-- START OF Given data --
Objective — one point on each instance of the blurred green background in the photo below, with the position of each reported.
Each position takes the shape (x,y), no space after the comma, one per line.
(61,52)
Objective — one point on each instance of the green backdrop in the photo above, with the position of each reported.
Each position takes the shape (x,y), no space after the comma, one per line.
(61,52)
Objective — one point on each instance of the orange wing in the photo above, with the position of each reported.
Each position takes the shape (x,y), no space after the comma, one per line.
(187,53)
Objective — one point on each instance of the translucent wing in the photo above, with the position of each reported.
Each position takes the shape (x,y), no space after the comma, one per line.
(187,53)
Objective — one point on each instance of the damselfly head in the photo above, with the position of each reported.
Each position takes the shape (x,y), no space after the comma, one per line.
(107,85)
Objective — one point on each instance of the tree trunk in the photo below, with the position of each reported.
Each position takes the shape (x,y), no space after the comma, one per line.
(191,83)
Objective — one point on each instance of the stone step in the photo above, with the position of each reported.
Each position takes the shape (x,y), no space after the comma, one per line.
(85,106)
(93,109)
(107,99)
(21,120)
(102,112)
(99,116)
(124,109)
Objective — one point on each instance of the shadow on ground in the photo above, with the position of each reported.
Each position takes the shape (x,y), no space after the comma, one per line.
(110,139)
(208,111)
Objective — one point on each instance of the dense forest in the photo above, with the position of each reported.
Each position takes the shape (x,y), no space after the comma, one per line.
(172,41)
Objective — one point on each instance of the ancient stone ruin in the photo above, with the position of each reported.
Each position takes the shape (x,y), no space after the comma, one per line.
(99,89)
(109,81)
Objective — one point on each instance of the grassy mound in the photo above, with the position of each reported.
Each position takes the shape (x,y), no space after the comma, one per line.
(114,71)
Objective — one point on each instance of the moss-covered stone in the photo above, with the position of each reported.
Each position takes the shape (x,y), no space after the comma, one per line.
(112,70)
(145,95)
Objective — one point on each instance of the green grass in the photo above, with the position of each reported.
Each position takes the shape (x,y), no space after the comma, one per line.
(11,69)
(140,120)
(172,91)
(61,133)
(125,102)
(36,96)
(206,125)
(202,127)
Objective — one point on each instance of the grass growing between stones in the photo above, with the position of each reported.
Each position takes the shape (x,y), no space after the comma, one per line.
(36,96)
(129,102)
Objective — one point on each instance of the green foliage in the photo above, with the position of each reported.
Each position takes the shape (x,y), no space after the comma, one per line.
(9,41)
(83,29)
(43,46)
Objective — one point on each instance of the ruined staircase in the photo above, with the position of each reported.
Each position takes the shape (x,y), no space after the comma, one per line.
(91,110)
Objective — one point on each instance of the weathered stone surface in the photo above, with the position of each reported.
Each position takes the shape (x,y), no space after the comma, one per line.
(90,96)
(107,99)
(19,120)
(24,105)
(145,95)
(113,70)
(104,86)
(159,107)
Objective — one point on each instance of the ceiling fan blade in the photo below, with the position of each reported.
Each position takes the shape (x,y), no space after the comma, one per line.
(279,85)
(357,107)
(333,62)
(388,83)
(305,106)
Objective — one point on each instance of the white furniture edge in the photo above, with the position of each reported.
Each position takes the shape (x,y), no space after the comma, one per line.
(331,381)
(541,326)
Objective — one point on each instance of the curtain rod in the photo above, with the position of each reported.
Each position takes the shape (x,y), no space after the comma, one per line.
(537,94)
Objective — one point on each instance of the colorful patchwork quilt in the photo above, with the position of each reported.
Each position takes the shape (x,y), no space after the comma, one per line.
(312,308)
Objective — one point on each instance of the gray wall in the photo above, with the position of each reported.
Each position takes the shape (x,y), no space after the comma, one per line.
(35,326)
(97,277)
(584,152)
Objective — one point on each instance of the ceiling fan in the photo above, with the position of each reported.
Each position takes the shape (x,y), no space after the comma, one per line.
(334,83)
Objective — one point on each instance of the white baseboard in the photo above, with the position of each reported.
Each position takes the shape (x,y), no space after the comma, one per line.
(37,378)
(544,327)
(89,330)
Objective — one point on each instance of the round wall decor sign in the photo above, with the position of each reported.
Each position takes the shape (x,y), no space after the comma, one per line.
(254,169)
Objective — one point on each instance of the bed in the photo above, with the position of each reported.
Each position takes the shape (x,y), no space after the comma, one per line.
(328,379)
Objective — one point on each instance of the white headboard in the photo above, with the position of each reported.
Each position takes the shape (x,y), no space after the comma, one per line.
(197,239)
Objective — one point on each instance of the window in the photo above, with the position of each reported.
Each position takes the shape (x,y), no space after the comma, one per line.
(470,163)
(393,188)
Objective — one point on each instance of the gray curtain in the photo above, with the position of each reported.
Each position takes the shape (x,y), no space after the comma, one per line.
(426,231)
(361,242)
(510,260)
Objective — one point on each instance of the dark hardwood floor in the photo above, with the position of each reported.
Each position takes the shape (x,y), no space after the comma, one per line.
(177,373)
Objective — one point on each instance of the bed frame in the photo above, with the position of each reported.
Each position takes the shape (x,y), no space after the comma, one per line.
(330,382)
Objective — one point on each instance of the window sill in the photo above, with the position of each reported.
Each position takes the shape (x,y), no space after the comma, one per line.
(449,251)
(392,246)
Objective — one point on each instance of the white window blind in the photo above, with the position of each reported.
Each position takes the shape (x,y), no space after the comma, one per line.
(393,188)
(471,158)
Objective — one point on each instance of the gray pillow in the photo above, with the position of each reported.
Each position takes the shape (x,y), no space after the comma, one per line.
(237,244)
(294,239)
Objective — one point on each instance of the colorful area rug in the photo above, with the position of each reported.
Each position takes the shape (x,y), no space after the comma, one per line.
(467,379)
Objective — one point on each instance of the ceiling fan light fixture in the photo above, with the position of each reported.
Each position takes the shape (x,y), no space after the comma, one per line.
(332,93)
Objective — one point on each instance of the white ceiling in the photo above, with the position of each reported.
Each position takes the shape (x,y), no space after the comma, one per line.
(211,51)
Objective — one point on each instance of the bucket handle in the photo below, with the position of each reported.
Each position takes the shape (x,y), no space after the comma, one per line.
-- END OF Given data --
__What to work on__
Repeat word for word each line from the one with "Objective — one point on each instance of the dark" to the end of the records above, inclusive.

__The result__
Objective — one point on each instance of the dark hardwood floor in the photo above, with the position of each reported.
Each position takes the shape (x,y), no space after the comma, one per line.
(177,373)
Objective — one point on each instance of the bed frame in the photo above, with the position of each reported.
Each position takes the shape (x,y), no space after the comma, one per line.
(330,382)
Objective — one point on each instance of the window sill in the photo above, with the position of each reported.
Each position takes the shape (x,y), no space after the comma, one per line.
(449,251)
(392,246)
Objective — one point on each instance of the white window blind in the photo above, with the position of each reported.
Each position takes the shape (x,y), no space after the comma, one per line.
(393,188)
(471,158)
Objective — one point on each instance of the gray pillow in the photo above, with the position of each reported.
Each position takes the shape (x,y), no space after the comma, one per line.
(237,244)
(294,239)
Objective — one point on each instance of the colorful area rug in the photo above, with the position of each reported.
Each position takes the shape (x,y), no space after the comma, one per line.
(467,379)
Objective — one point on each instance of the ceiling fan light fixture in the photo above, with the position of each reported.
Each position takes the shape (x,y), no space after the comma, one per line.
(332,93)
Objective — one point on each instance of the white ceiling in the photo above, with the position of each reported.
Each position takes the shape (x,y), no space after the comma, one per line.
(211,51)
Objective — one point on each instance of the bucket handle in the photo below, with the position of each reported.
Each position takes the shape (x,y), no space after the comma, one per line.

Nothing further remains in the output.